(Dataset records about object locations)
⟨

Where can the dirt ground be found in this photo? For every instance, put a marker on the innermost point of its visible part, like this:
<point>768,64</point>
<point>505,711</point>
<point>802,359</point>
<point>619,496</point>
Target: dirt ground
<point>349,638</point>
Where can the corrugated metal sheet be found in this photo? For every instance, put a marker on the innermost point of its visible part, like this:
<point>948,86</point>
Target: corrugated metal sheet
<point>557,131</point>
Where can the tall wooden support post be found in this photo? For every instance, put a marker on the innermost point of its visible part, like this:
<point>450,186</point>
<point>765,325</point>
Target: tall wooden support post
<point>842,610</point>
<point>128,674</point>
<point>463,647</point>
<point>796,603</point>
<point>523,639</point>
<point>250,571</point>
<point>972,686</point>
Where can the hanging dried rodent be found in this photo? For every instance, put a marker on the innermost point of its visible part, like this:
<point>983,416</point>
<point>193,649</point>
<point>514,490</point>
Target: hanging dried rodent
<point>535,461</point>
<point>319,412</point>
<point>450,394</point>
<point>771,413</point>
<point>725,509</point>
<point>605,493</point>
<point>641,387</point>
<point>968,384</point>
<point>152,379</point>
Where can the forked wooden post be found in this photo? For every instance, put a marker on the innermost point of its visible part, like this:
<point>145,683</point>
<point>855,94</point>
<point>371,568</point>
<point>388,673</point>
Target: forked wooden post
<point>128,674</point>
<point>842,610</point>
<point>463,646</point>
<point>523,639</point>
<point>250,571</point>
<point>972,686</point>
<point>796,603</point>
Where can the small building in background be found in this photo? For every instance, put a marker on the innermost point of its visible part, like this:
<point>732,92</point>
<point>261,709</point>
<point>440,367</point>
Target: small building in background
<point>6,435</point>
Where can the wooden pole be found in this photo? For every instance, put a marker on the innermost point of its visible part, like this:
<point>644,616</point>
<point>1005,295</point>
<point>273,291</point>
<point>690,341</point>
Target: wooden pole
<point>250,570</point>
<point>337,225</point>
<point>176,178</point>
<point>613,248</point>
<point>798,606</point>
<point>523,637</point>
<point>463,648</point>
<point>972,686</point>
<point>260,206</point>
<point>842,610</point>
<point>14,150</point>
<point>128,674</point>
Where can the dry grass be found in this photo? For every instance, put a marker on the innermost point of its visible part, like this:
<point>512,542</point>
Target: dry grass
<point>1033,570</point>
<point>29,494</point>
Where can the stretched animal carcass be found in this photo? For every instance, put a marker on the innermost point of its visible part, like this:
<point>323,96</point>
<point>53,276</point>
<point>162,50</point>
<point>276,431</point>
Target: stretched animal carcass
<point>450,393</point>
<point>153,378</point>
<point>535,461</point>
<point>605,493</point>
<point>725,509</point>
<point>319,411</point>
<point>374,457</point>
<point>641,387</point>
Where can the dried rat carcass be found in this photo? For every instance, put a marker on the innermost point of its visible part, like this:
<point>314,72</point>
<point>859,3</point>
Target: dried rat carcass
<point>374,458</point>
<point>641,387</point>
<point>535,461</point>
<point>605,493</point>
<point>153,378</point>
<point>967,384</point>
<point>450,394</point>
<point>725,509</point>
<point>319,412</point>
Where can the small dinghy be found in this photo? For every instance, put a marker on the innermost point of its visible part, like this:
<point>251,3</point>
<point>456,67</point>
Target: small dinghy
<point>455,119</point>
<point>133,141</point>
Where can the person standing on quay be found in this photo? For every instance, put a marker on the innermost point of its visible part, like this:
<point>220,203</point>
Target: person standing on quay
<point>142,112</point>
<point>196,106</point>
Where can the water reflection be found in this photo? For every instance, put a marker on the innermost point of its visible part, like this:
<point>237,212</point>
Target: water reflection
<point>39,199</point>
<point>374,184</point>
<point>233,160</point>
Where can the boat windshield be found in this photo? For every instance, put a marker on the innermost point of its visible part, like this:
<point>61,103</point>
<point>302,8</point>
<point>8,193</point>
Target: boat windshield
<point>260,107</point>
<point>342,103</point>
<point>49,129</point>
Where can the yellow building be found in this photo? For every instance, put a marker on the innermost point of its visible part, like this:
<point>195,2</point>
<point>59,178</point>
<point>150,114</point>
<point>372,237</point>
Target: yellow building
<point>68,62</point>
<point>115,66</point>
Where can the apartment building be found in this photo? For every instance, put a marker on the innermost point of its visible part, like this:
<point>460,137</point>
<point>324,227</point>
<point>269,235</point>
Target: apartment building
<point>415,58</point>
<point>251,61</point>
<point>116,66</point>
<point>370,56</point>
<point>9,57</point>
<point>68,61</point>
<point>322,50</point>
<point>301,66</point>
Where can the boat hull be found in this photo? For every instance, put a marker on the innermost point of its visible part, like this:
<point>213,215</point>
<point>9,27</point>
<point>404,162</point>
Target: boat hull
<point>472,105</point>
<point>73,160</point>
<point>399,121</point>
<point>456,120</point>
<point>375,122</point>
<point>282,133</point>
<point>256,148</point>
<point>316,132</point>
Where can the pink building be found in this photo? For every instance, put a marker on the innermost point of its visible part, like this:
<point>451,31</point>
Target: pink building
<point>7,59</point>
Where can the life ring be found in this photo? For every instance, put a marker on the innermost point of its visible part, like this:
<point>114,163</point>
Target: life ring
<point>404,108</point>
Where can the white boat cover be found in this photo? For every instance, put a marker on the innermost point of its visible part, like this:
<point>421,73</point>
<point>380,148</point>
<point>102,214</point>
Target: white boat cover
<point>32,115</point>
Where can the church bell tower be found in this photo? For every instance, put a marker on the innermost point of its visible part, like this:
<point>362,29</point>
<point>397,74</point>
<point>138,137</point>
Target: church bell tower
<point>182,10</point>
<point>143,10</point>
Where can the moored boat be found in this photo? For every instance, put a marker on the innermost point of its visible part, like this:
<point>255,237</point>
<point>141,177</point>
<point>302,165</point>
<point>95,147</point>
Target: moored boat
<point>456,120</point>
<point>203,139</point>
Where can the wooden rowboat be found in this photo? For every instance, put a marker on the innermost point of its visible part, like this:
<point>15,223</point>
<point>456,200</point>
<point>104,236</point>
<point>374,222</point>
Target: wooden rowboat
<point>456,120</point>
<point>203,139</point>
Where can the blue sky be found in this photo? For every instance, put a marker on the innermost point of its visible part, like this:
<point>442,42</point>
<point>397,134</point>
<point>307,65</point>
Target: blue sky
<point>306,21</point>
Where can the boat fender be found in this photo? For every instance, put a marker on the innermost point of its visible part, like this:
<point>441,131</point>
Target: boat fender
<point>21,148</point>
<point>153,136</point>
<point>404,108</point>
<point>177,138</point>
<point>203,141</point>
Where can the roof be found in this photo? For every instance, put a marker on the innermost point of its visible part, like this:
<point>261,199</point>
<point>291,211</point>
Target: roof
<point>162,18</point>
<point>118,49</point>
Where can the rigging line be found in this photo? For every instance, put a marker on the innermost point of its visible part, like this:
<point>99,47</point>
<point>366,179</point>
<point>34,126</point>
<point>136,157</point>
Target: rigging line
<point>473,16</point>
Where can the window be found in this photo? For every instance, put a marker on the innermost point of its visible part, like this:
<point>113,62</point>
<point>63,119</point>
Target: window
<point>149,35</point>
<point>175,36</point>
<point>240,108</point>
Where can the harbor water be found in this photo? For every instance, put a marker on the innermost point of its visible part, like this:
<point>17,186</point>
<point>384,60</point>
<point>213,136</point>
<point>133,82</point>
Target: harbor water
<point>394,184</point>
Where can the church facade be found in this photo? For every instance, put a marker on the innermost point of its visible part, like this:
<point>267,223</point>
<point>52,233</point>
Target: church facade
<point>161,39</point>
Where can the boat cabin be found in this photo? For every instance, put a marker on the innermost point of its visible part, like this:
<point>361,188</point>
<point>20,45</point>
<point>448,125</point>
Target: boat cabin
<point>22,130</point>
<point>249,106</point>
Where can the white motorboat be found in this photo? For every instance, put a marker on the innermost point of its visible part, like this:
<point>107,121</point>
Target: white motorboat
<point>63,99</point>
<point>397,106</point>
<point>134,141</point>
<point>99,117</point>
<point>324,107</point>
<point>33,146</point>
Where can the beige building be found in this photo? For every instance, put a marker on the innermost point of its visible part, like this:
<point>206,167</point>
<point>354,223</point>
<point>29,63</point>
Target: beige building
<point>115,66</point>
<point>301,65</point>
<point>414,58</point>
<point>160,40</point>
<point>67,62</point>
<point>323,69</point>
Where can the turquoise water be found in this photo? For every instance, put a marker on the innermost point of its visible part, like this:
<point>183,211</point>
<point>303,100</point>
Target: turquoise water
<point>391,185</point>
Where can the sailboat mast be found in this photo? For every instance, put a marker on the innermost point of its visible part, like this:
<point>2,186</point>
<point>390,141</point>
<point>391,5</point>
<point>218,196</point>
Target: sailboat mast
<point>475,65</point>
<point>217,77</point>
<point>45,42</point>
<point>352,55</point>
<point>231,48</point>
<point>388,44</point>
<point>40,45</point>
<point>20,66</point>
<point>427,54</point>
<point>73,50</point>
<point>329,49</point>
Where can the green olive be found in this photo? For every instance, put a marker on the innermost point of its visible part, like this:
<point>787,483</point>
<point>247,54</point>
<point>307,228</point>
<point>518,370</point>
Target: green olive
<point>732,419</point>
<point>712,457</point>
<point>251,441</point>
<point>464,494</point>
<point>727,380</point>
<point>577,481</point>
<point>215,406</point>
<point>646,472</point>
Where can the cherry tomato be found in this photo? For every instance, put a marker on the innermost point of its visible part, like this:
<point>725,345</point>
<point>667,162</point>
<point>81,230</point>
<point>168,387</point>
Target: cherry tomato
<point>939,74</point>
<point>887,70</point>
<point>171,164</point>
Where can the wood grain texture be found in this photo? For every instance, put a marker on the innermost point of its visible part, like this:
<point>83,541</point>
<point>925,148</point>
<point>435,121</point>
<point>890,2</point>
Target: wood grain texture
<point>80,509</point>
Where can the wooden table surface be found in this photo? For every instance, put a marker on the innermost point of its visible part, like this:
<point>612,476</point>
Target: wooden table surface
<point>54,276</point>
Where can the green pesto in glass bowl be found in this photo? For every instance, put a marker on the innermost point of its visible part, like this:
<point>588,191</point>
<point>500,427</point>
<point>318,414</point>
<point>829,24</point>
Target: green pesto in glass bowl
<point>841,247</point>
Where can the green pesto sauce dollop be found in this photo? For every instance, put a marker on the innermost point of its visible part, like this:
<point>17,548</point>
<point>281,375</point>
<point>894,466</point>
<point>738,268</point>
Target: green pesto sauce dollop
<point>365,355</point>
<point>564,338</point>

⟩

Exercise brief. Please extract exactly, and only, the lines from the line containing "Where can the wood grain" through the last line of the records.

Output.
Where can the wood grain texture be found in this photo? For every instance, put a marker on the innermost point of its visible part, like this:
<point>83,541</point>
<point>925,148</point>
<point>435,121</point>
<point>890,2</point>
Target: wood grain texture
<point>80,509</point>
Where can the wooden table surface be found in this photo? For every instance, put a marker on the innermost point of its visible part, like this:
<point>612,476</point>
Target: wooden table surface
<point>54,276</point>
Where can the green pesto in glass bowl be found in this photo? For every instance, put a marker on the innermost point of its visible part, like this:
<point>588,191</point>
<point>500,427</point>
<point>318,414</point>
<point>829,24</point>
Target: green pesto in glass bowl
<point>841,247</point>
Where can the green pesto sauce dollop be found in this photo? For every instance, put a marker on the innermost point of its visible part, like this:
<point>17,548</point>
<point>281,375</point>
<point>894,466</point>
<point>738,268</point>
Target: green pesto sauce dollop
<point>365,355</point>
<point>564,338</point>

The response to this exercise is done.